Filter the records below down to the lines that contain the word "paint", and copy each of those lines in full.

Entries locating objects in images:
>>>>

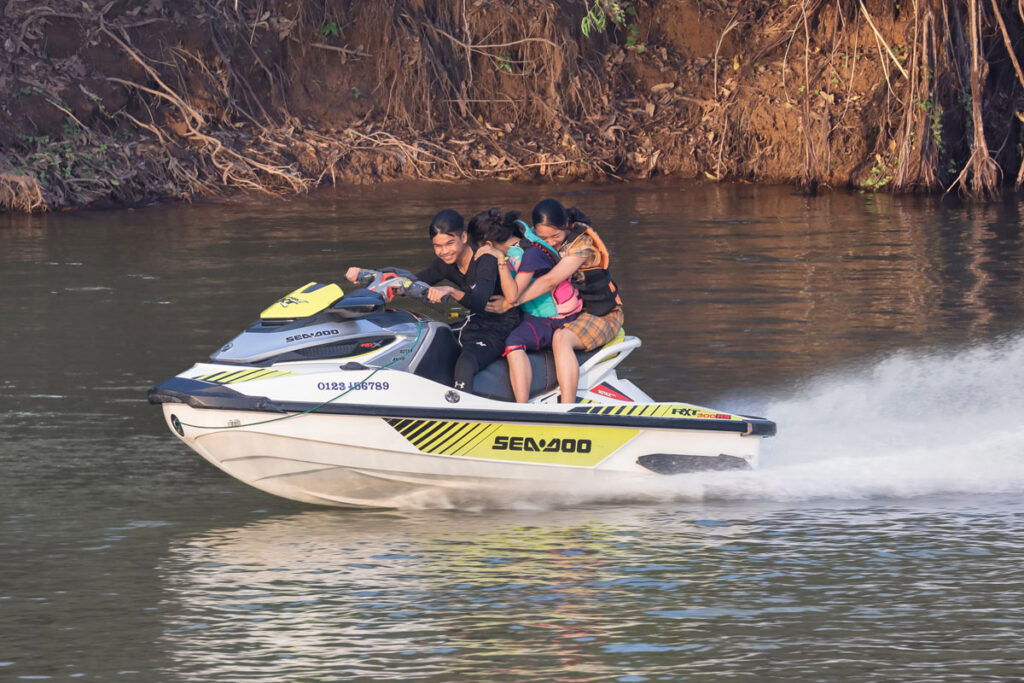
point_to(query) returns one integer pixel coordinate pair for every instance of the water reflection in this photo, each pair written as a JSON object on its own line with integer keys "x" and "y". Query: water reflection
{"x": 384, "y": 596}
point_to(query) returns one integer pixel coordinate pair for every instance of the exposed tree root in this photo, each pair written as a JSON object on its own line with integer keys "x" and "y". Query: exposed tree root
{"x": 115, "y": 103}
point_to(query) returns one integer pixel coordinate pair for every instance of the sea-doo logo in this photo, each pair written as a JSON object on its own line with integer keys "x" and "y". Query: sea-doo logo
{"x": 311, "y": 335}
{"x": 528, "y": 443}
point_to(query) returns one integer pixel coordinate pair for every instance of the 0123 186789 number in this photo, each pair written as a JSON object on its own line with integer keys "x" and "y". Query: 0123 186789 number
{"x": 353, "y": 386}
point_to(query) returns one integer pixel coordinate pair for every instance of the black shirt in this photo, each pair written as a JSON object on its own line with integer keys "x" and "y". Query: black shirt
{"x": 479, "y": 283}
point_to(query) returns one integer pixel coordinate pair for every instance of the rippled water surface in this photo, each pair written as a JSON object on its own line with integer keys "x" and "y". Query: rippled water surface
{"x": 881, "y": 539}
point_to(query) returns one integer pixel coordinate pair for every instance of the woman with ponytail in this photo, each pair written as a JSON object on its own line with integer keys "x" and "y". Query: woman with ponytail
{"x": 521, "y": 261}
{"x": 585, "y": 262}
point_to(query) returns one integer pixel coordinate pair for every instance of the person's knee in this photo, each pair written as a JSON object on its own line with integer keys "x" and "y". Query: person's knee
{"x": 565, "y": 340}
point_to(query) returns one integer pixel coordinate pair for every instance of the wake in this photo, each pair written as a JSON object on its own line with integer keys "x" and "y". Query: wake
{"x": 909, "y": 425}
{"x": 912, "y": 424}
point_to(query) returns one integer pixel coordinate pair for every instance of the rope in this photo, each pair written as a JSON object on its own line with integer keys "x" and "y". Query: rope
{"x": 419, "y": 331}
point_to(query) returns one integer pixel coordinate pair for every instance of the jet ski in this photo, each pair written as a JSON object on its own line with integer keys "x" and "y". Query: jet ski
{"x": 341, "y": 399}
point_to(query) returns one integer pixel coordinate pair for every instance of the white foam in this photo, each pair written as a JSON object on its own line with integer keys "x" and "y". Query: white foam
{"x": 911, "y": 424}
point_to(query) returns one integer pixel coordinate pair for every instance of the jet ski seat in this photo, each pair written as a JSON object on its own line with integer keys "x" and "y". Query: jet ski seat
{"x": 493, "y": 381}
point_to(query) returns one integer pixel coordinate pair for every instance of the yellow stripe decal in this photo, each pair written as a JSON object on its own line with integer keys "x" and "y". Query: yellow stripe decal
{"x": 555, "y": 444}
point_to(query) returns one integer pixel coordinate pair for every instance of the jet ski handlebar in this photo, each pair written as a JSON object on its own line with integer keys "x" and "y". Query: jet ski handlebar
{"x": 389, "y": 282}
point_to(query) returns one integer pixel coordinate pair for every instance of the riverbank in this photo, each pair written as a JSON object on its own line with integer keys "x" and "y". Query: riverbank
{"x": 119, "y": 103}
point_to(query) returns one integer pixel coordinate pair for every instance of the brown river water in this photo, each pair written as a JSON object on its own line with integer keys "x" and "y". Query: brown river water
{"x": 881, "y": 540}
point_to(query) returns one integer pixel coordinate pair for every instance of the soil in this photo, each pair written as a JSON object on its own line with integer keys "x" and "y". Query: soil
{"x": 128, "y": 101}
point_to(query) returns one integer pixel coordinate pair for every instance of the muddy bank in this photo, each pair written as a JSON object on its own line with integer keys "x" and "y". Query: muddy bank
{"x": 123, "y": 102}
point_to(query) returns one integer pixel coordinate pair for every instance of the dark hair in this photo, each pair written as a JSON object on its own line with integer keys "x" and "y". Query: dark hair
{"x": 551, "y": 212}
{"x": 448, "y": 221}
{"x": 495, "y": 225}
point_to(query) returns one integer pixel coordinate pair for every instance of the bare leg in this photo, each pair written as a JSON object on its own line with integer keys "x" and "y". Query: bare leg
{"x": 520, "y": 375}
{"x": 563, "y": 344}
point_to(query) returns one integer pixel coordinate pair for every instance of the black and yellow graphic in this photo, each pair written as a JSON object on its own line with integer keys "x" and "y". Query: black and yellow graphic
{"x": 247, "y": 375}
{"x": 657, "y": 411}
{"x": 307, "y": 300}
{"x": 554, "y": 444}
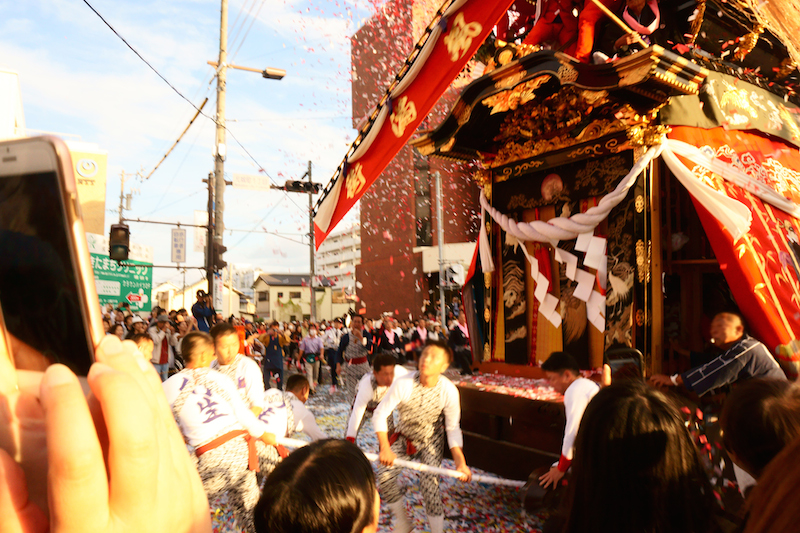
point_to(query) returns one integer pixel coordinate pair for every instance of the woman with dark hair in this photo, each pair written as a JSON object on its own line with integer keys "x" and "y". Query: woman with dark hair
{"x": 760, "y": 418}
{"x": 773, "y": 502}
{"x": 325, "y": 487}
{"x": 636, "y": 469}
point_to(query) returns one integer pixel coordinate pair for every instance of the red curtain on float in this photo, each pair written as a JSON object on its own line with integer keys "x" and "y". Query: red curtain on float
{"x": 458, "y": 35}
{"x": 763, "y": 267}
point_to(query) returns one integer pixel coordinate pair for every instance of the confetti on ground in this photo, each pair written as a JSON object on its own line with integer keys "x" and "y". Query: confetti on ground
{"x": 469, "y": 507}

<<<<
>>>>

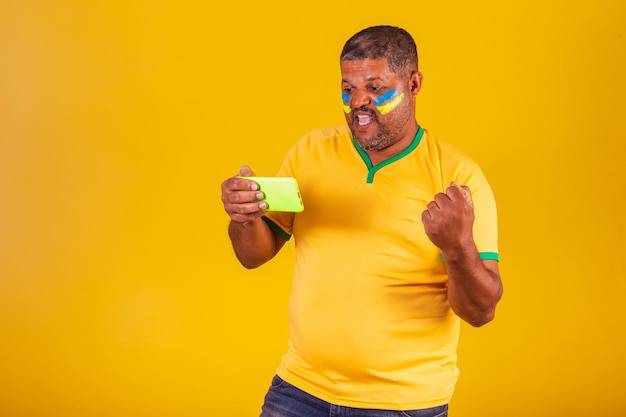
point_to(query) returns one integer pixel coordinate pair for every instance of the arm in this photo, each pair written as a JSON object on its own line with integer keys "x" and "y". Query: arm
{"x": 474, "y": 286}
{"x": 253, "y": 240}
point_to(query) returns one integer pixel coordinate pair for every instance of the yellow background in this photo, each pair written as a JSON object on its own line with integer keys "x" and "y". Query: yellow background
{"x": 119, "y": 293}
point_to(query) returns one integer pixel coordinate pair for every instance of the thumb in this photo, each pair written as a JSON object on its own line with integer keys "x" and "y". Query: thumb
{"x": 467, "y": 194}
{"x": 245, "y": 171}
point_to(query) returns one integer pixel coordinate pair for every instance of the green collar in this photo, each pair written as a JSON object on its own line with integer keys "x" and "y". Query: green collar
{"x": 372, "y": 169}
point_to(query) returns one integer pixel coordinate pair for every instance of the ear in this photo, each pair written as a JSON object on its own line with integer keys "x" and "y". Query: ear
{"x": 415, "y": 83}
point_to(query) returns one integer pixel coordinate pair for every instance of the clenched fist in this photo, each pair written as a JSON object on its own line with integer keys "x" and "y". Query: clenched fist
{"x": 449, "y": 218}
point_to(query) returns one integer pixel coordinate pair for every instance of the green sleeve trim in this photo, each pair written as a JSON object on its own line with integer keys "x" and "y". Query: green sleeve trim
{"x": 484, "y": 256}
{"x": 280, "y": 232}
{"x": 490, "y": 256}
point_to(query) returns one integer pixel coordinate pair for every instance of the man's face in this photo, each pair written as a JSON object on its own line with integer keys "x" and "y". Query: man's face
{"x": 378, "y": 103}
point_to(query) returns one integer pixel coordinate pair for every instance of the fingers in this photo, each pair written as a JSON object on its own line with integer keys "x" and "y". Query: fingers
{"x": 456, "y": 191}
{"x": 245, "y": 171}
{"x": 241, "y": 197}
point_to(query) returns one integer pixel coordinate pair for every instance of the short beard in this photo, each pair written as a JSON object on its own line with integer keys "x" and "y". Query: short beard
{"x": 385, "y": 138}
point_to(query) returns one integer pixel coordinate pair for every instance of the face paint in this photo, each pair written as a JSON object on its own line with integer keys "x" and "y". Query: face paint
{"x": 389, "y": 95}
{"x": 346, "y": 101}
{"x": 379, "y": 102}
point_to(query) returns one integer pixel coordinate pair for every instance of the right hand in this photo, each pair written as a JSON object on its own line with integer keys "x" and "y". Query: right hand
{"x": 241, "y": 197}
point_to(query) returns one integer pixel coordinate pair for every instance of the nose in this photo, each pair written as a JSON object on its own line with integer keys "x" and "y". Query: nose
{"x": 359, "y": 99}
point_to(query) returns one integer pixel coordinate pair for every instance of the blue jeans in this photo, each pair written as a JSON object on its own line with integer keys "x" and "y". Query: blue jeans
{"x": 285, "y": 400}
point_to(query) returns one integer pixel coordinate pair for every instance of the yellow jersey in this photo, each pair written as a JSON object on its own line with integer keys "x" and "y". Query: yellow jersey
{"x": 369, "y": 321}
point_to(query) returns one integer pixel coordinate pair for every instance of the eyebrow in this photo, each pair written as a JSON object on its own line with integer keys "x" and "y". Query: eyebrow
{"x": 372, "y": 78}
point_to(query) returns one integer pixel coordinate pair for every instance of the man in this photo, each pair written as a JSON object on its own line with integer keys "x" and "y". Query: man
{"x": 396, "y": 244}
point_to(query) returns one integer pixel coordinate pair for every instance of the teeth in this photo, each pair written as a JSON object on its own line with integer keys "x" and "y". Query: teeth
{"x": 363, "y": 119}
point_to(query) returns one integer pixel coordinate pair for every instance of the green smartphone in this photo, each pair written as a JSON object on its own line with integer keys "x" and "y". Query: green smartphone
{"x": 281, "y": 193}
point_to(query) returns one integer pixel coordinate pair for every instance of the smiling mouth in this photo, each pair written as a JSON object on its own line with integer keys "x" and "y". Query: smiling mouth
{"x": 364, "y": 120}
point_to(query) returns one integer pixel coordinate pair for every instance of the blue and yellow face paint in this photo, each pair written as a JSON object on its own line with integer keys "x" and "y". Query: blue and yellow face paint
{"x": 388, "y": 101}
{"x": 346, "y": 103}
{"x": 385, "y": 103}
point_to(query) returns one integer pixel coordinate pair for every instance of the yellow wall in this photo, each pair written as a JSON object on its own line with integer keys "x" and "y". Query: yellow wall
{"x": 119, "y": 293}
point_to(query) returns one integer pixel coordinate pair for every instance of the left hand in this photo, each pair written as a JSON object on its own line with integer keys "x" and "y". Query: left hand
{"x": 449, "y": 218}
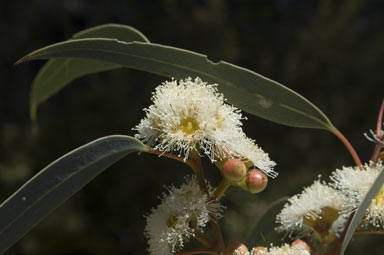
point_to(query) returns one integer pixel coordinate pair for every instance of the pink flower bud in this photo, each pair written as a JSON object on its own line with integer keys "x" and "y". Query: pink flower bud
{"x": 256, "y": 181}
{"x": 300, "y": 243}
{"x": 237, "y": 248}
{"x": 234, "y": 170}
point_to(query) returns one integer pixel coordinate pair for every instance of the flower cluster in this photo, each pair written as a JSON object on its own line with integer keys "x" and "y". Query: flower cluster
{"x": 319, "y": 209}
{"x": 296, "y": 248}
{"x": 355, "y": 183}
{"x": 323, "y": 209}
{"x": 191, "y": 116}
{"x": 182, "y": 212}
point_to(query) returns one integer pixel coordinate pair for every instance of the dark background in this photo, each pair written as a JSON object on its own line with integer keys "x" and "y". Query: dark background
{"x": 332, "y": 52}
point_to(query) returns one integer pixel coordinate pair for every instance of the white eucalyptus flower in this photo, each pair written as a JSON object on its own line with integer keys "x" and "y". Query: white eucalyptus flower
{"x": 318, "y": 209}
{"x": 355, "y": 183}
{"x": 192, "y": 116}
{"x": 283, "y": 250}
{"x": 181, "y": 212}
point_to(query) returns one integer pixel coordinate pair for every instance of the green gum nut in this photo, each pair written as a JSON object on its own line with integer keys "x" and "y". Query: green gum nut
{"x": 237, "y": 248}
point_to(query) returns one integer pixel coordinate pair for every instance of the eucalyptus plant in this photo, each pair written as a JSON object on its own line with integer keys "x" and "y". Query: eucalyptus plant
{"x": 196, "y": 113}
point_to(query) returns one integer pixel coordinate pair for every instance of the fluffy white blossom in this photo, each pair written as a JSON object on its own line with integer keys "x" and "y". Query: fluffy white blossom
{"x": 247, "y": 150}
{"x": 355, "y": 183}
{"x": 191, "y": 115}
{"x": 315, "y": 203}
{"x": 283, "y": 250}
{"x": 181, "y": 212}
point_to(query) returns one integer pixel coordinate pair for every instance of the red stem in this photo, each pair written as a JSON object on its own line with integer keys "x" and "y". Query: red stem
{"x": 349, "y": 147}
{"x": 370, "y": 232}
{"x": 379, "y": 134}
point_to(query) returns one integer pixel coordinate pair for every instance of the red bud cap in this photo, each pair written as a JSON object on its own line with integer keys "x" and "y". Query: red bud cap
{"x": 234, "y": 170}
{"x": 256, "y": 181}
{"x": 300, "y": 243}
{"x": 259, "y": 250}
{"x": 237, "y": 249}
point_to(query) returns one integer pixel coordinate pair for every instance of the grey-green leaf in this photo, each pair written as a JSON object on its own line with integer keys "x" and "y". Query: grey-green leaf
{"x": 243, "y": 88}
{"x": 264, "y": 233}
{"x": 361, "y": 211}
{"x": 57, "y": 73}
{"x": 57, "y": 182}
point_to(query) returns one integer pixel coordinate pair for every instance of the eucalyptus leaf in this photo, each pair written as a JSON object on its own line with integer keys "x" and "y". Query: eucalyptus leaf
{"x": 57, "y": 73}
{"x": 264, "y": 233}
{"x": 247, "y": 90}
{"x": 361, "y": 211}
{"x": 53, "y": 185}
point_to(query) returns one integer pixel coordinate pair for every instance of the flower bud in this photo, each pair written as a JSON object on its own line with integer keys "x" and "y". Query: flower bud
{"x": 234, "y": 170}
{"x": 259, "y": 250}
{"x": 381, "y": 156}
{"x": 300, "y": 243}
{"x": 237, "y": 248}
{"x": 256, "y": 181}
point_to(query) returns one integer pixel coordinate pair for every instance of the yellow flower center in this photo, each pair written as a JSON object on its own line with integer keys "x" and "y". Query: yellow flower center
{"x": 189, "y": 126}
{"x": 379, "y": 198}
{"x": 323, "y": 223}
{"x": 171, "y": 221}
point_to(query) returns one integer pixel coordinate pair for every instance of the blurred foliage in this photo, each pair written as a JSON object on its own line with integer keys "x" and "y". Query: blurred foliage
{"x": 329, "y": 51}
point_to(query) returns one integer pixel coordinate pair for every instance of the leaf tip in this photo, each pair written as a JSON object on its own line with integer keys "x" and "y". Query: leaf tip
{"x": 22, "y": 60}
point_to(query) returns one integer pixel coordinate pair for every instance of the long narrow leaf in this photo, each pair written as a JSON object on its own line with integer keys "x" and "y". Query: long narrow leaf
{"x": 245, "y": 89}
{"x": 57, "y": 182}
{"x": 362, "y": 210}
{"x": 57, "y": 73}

<<<<

[The reply]
point_to(query) returns one integer pixel coordinate pair for every instance of the face paint in this photo, each pair written as a JSON object on its own line with integer keys "x" and "y". Query: face paint
point_to(query) returns one integer pixel coordinate pair for every instance of the blue and yellow face paint in this photo, each pair written as a JSON object on its own line with integer keys "x" and "y". Query: blue and yellow face paint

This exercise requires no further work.